-- Exercise --
Would you retype all of these records exactly?

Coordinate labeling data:
════
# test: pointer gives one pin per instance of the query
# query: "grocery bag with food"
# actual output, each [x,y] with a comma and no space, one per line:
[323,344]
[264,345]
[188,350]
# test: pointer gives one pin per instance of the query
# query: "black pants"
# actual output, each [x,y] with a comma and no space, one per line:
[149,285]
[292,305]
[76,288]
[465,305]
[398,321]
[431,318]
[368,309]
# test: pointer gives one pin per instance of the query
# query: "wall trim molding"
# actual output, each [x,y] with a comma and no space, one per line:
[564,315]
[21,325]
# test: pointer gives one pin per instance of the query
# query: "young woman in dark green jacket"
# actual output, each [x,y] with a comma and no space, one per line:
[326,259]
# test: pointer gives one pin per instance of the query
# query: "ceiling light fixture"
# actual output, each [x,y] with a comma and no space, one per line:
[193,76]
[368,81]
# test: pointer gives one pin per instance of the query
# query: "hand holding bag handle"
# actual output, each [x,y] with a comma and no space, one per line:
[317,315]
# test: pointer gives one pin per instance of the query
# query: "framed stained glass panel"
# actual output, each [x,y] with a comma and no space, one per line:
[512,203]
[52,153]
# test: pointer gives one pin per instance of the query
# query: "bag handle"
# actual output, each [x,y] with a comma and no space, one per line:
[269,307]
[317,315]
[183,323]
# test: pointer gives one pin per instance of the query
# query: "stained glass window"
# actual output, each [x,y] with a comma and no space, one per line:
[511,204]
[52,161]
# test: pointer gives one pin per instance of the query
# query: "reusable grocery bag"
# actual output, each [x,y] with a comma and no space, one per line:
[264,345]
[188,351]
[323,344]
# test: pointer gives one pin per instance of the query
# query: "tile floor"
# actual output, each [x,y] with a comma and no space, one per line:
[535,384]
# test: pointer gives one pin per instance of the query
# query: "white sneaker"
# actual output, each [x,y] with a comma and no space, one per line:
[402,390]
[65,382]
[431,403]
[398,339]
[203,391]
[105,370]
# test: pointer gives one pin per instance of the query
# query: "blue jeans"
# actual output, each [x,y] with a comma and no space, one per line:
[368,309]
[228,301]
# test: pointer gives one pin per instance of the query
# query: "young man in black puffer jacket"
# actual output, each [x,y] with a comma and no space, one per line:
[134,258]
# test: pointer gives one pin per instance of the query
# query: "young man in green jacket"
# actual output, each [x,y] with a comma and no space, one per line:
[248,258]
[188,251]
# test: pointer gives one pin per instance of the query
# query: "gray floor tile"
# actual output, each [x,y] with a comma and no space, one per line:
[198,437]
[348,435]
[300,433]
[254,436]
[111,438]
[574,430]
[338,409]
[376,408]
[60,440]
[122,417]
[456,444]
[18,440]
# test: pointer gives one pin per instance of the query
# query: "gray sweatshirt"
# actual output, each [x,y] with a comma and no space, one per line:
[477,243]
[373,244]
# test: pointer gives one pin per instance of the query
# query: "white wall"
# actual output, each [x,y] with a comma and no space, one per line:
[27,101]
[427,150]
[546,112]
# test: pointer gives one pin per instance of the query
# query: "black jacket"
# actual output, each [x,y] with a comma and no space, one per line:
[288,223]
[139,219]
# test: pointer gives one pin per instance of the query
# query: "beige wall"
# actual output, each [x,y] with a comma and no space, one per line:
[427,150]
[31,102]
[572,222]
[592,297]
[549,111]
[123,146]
════
-- Exercise response --
# test: pointer gives one pin per instance of the query
# query: "grocery bag with food"
# actual output, each [x,y] with a comma and no space, one per line:
[323,344]
[264,345]
[188,350]
# test: pointer gives one pin per instance of the query
# query: "black pants"
# actual output, each [x,y] with a comma and no space, one per line:
[149,285]
[292,305]
[76,288]
[465,305]
[398,321]
[431,318]
[368,309]
# test: pointer gives one pin per instance of the query
# query: "wall trim molding"
# actual output, each [x,y] with a comma and no space, one per line:
[564,315]
[21,325]
# test: pointer gives one pin per instance of the query
# query: "young woman in dark green jacket"
# actual output, each [x,y] with a comma and no space, one per line:
[326,259]
# test: pointer gives one pin per instance of the query
# query: "ceiling light fixture"
# actual output, each [x,y] with a comma and no space, one per line:
[193,76]
[368,81]
# test: pointer gives one pin per instance of the query
# query: "hand holding bag handle"
# actual output, each [x,y] with a comma and no space, one per line:
[317,315]
# test: pointer gives one pin per instance of the query
# query: "framed stained glass panel"
# actual output, each [x,y] with a comma and no space, one per line:
[512,203]
[52,153]
# test: pointer gives one pin per instance of the query
# query: "bag handle"
# actual output, each [x,y] with a comma and no space, one per line:
[269,307]
[317,315]
[183,323]
# test: pointer gives one pin per instance of the query
# query: "stained glass window"
# actual output, each [x,y] with a comma and no space, one per line:
[511,204]
[52,161]
# test: pointer gives one pin per instance of the query
# query: "reusable grocery bag"
# actual output, each [x,y] with a comma and no space, one per line:
[264,345]
[188,351]
[323,344]
# test: pointer gives one pin per instance of the query
# query: "tile floor"
# actual output, each [x,y] with a comma and no space, one per line:
[535,384]
# test: pointer gives one pin per instance of the query
# query: "white sneaker"
# actual output, each [x,y] with a comma and no space, one per line:
[402,390]
[65,382]
[431,403]
[398,339]
[203,391]
[105,370]
# test: pointer gives one pin per instance of the query
# query: "blue jeans"
# actual output, each [x,y] with a comma and no space, one per line:
[368,309]
[228,301]
# test: pointer gives one pin per instance of the query
# query: "young man in black puffer jacket"
# actual output, each [x,y] with a comma and no space, one per line:
[134,258]
# test: pointer gives one pin per instance of the query
# query: "young man in green jacket"
# actual output, each [x,y] with a comma and no space, one per line:
[248,258]
[188,251]
# test: pointer gives one pin per instance of the query
# query: "gray floor tile"
# actual output, each [x,y] with a comma and no space, one per line:
[198,437]
[348,435]
[300,433]
[254,436]
[111,438]
[574,430]
[338,409]
[376,408]
[60,440]
[122,417]
[456,444]
[18,440]
# test: pointer gives one pin per instance of the query
# query: "gray sweatshirt"
# actual output, each [x,y] with a comma and no space, one per line:
[477,243]
[373,244]
# test: pointer gives one pin per instance of the query
# query: "white wall"
# actual output, each [x,y] with a comma and no space, one per line:
[27,101]
[427,150]
[546,112]
# test: pointer gives one pin per instance of the query
# query: "black jacket"
# actual output, each [x,y] with a comma and no space, one per line:
[288,223]
[139,219]
# test: pointer gives one pin per instance of the query
# query: "beige wall"
# actual output, each [x,y] with a comma and no space, one per line:
[427,150]
[31,102]
[572,222]
[592,297]
[549,111]
[123,146]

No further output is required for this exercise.